Santiago Orgaz's blog about xNormal, CGI and 3D graphics

Saturday, May 16, 2009

xn 3.16.10 / xn4.0 alpha 1 soon

The 3.16.10 has been released. Solved the AO/bent faceted/hard edges problems as well as other bugs.

Also, I plan to release the xn 4.0 Alpha 1 this summer for linux, Windows, MacOSX and Solaris/OpenSolaris. The objectives for this alpha version are:

1. To test the portability and early potential platform problems.
2. To show the new native look-and-feel standard UI ( and not that ugly "thing" I created for xn3 )
3. To implement basic realtime custom shaders(GLSL by now) + a functional 3D viewport.
4. To implement basic offline custom shaders ( normal mapping by now ).
5. To implement a basic mutithreaded tool ( the HM2NM probably ).

Stay tuned!

Monday, April 20, 2009

xNormal 3.16.8 released


xNormal 3.16.8 released:

- Added 3dsmax 2010 support.
- Improved rendering speed for bent normals
- Solved a lot of bugs ( Maya tangents, DX10 starfield, weld vertices, ps i|10n plugin folder, etc.. ).

Next step: June , xNormal 4.0 Alpha 1(Windows,linux... and perhaps MacOSX/Solaris) + perhaps a hw-accelerated ray tracing surprise :p

Friday, March 27, 2009

Raytracing: what's coming up!

Ok, today is the Intel Larrabee's GDC 2009 ISA presentation. Here's a good resume:


1. Larrabee is a discrete GPU aimed to compete vs the NVIDIA GeForces 2XX/3XX and also the ATI Radeon 4XXX/5XXX. Although it's oriented to rasterization ( it gonna be DirectX10/11 and OpenGL3 compatible), it has a very interesting GPGPU architecture which makes it unique.... and also a very good thing: if DirectX 12 appears, it will support it because Larrabee uses internally a software renderer!... so it could be improved just updating its drivers or firmware


2. Larrabee is based on the Intel's x86 SSE and many-core architecture. Well, it's sightly different... it has 512bits registers ( 16 single precision floats, 8 double precision ). In comparison, a Core 2/i7 uses just 128 bits. The Larrabee's SSE has also more advanced instructions like a masking register, improved conditionals/branching, recursive function call stack and /16/24/32/48 cores. It also executes much more SSE instructions per cycle than a Core i7 ( I think 160 vs 8 ). It's rumored to have 2 Teraflops of raw power ( like 2 or 3 Radeon 4870 ).

You can see more info about the LRBni SSE instructions here:
http://software.intel.com/en-us/articles/prototype-primitives-guide/

typedef struct { float v[16]; } _M512
typedef struct { double v[8]; } _M512D
typedef struct { int v[16]; } _M512I
typedef unsigned short __mmask;

MADDN132_{PS,PD} – Multiply, Add and Negate Vectors
Performs an element-by-element multiplication between vector v1 and vector v3, adds the result to vector v2, and negates the sum.
_M512 _mm512_madd132_ps(_M512 v1, _M512 v2, _M512 v3)
_M512 _mm512_mask_madd132_ps(_M512 v1, __mmask k1, _M512 v2, _M512 v3)
_M512D _mm512_madd132_pd(_M512D v1, _M512D v2, _M512D v3)
_M512D _mm512_mask_madd132_pd(_M512D v1, __mmask k1, _M512D v2, _M512D v3)

Dataset entries:
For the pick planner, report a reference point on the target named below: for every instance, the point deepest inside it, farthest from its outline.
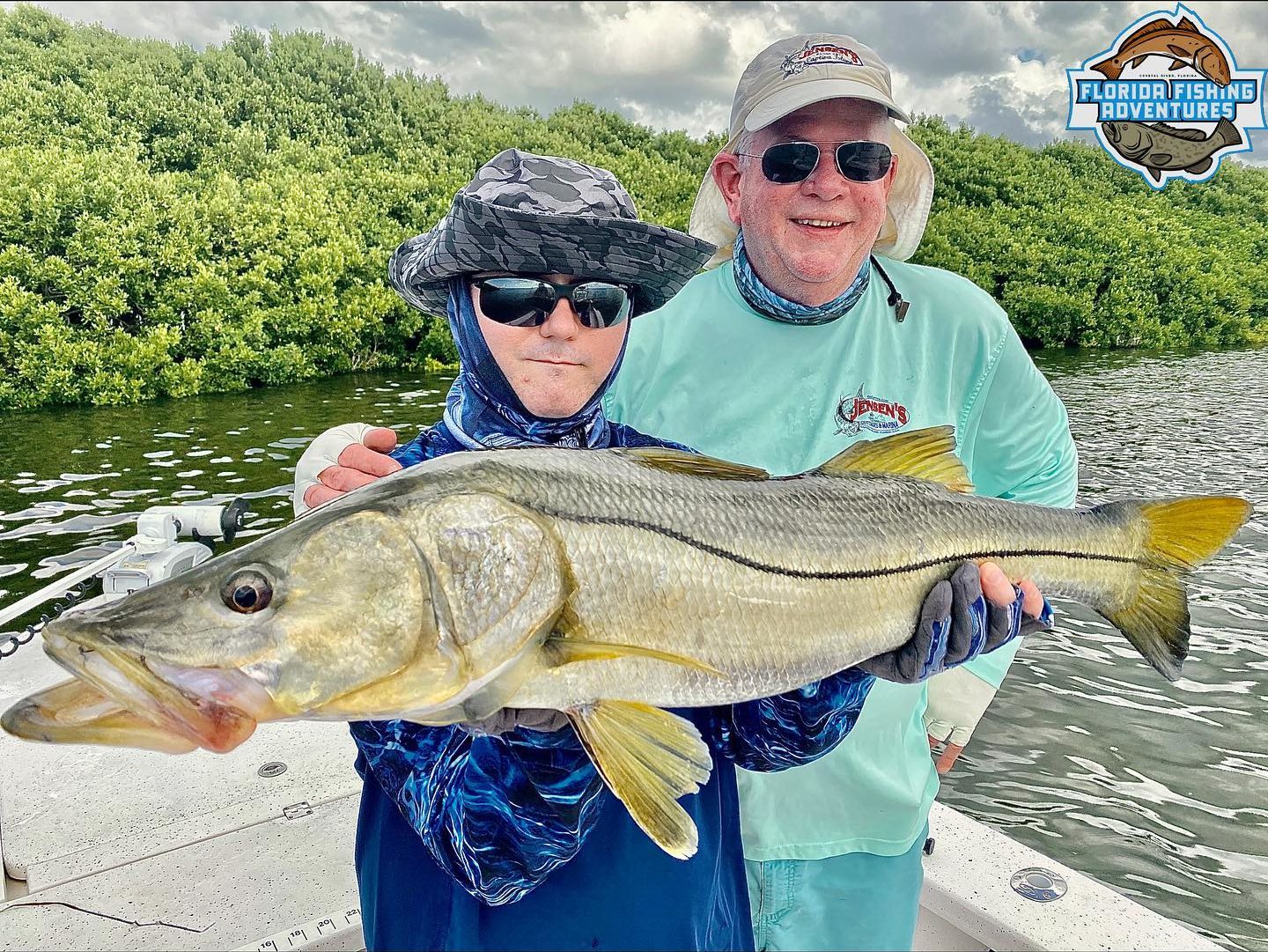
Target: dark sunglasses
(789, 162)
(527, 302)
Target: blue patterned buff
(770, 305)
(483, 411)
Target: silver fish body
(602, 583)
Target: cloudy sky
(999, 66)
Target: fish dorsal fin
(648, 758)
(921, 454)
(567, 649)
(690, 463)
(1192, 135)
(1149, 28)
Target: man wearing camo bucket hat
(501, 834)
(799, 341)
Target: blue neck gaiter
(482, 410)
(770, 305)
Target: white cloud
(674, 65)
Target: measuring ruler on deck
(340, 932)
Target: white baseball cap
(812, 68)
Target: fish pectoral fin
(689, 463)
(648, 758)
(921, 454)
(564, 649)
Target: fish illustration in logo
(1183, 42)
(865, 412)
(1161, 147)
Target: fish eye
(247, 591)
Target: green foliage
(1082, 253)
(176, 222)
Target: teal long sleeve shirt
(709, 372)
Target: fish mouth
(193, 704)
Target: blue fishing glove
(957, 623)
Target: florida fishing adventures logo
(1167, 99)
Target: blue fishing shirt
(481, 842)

==

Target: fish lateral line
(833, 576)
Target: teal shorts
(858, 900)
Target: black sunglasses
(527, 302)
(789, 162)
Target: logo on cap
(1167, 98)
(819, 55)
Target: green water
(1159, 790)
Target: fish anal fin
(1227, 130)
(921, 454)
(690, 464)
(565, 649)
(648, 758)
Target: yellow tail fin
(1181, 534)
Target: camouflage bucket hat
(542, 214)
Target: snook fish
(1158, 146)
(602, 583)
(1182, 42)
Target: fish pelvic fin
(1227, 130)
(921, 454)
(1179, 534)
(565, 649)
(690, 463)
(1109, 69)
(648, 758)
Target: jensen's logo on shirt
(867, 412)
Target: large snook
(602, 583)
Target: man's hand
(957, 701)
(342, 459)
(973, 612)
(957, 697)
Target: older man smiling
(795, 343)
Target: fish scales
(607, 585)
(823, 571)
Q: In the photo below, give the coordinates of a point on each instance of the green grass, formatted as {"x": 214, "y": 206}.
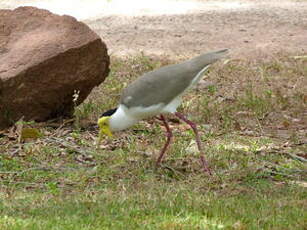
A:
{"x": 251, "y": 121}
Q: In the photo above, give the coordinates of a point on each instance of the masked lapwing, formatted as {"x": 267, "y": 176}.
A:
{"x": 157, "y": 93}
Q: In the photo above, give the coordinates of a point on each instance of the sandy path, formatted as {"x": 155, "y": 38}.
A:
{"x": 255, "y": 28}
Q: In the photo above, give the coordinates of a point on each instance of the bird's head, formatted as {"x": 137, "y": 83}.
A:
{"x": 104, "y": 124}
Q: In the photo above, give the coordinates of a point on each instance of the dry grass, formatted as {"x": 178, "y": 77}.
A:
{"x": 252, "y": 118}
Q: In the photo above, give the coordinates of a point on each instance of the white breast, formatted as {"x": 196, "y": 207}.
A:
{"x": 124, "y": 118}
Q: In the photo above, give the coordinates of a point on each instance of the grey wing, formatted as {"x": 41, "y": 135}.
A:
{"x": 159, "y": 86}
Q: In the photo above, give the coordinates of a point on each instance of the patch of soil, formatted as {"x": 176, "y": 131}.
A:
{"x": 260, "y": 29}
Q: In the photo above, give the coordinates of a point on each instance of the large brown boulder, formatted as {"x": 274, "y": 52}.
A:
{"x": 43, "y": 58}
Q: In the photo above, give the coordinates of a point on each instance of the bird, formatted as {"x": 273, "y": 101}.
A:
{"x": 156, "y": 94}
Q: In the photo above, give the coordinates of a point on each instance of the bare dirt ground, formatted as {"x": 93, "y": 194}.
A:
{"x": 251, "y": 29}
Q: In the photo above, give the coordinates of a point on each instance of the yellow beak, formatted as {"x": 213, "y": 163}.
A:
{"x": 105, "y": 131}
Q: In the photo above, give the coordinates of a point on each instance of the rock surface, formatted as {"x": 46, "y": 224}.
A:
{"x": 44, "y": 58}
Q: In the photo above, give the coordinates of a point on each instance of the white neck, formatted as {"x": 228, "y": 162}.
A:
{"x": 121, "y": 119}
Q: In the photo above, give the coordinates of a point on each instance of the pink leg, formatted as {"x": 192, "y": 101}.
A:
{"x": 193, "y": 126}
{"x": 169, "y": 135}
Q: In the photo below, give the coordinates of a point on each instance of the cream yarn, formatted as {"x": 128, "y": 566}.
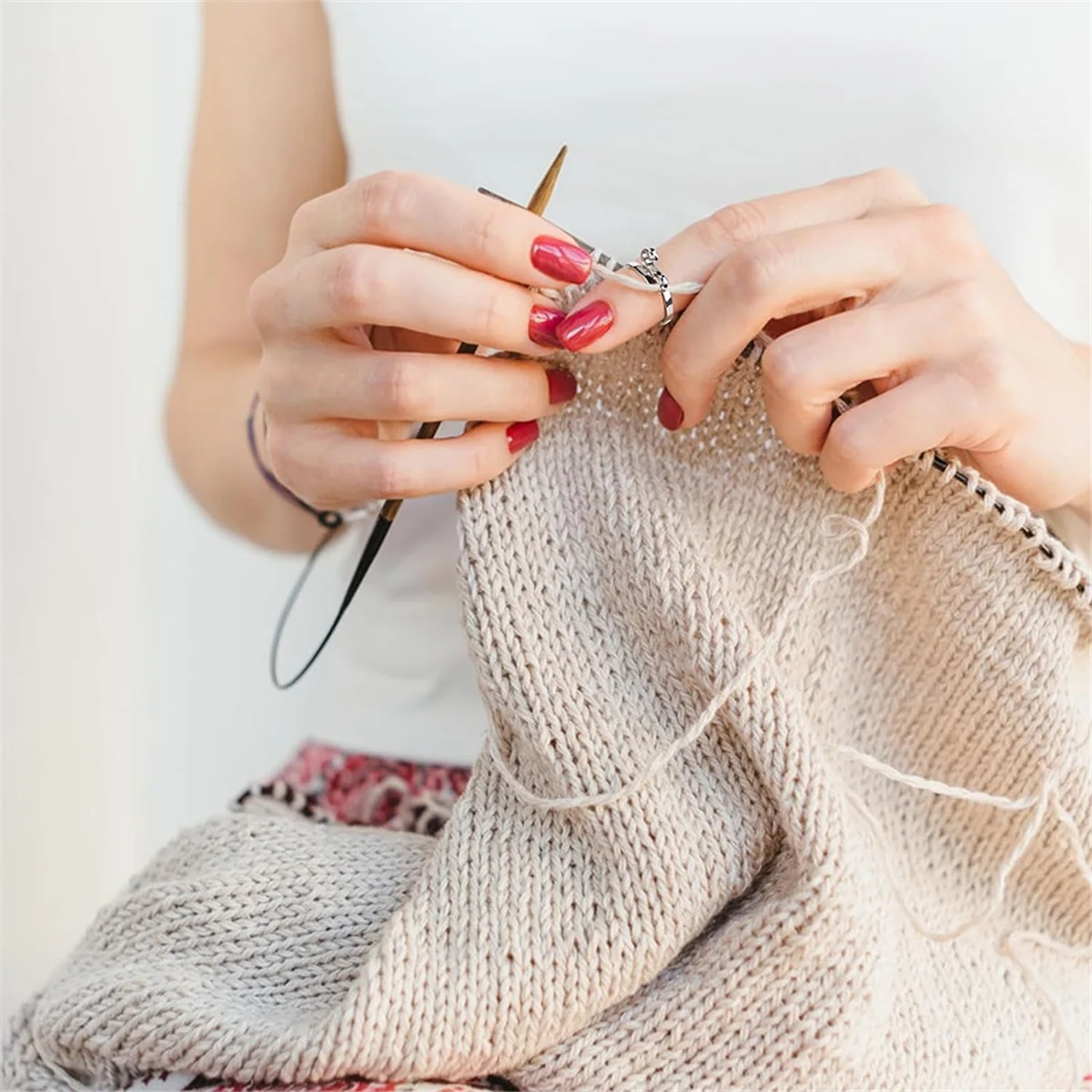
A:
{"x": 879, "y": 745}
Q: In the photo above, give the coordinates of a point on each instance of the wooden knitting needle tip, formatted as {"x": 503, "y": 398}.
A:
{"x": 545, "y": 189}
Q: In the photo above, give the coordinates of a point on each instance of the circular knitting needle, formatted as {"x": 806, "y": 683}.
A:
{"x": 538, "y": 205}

==

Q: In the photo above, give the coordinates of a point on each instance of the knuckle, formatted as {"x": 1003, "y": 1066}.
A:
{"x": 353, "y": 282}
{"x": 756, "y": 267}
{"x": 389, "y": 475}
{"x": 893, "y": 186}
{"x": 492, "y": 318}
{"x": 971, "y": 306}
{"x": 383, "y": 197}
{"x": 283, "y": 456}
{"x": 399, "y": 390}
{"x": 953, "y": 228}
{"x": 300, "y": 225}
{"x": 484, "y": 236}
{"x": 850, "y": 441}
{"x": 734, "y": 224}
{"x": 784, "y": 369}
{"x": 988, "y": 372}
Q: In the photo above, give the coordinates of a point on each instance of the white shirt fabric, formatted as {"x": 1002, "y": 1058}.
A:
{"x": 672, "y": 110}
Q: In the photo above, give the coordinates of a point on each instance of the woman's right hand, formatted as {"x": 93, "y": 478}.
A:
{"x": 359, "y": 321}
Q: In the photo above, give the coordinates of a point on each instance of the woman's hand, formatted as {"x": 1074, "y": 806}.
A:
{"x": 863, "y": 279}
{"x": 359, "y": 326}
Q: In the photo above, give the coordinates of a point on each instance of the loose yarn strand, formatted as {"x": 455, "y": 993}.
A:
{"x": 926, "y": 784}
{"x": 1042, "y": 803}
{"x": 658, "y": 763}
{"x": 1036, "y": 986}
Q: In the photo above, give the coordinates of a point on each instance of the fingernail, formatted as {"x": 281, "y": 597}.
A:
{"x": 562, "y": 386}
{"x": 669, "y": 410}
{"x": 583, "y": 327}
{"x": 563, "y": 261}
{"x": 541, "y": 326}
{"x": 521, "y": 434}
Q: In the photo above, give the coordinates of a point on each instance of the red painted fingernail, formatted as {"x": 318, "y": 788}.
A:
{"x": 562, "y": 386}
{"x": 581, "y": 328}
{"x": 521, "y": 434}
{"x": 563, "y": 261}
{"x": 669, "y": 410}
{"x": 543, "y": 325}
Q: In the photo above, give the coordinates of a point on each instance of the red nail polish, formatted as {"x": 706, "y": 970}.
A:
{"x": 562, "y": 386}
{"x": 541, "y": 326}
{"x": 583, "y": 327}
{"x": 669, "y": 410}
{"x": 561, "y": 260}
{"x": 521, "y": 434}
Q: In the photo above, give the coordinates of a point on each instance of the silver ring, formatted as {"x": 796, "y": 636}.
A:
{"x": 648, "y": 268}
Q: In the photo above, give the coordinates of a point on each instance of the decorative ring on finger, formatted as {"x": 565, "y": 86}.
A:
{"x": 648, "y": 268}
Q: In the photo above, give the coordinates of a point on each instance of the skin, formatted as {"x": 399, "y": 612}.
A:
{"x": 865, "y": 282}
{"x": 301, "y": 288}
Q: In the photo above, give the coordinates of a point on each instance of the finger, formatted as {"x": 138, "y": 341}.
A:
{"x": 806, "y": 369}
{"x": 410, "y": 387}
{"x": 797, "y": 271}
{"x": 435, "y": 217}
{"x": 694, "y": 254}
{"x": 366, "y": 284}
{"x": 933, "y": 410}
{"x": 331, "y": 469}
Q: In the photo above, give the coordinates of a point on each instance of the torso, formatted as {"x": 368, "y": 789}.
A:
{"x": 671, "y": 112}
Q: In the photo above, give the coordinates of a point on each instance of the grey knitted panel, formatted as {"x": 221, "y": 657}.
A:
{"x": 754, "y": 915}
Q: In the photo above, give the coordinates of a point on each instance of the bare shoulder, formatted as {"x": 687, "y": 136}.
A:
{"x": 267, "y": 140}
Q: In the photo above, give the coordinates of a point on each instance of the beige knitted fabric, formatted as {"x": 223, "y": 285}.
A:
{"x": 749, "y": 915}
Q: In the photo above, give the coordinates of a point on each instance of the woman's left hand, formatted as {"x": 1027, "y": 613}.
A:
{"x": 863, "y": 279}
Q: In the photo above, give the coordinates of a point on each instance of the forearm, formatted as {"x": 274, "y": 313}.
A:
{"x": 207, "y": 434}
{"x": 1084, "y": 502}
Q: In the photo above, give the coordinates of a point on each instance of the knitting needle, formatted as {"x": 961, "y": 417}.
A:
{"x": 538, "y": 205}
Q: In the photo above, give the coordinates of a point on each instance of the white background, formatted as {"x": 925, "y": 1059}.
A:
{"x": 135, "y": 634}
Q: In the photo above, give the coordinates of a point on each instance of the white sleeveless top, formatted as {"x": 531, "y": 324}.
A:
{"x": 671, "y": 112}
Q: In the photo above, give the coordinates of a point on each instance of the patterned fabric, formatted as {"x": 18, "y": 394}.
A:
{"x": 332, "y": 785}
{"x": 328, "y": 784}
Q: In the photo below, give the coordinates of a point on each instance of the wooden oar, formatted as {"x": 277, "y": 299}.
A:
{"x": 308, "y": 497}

Work to complete:
1. Write out the xNormal blog starting with "The 3.16.10 has" and going on through "mapping by now ).", swapping "objectives" for "goals".
2. Extend the xNormal blog from the point where it stops, keeping its tone and subject.

Results by task:
1.
The 3.16.10 has been released. Solved the AO/bent faceted/hard edges problems as well as other bugs.

Also, I plan to release the xn 4.0 Alpha 1 this summer for linux, Windows, MacOSX and Solaris/OpenSolaris. The goals for this alpha version are:

1. To test the portability and early potential platform problems.
2. To show the new native look-and-feel standard UI ( and not that ugly "thing" I created for xn3 )
3. To implement basic realtime custom shaders(GLSL by now) + a functional 3D viewport.
4. To implement basic offline custom shaders ( normal mapping by now ).

2.
3. Larrabee has a good cache architecture: each core has 256Kb of cache communicated by a 1024 bits(512 x 2 ) bi-directional ring bus. The cache is good to hide the video memory latency and also to reduce the programming complexity. It must be big to allow to traverse the ray tracing structures fast!


4. Larrabee has a complete virtual memory system ( like a CPU ). This is good to manage a scene of zillions of polygons without getting a nice "out of memory" error.

5. Larrabee is made in 32nm using a base frequency of 2,5Ghz... In comparison, some Radeons have severe problems passing the 1Ghz at 40nm. The TDP estimated is 300W ... so Larrabee could use a very efficient and innovative refrigeration system.. like this ionic wind one :p



Or Gallium metal ones, like they did in this ATIX850 experiment:


Or the ones explained here:
http://www.electronics-cooling.com/articles/2005/2005_nov_article2.php

6. Larrabee could use low-voltage 7Ghz GDDR5 memory.


7. Larrabee gonna be very easy to program via Intel Compiler, Thread Blocks, OpenMP, VTune/GPA. Here is a screenshot of their graphics performance analyzer profiler being adapted for Larrabee:


8. Intel bought Project Offset's company to make the 1st game using Larrabee. Here is a preview :p




Sooooooooo.... I have only good words for Larrabee (on the paper)... I see lots of possibilities for ray tracing using it! We can't wait to see a photo of the PCB!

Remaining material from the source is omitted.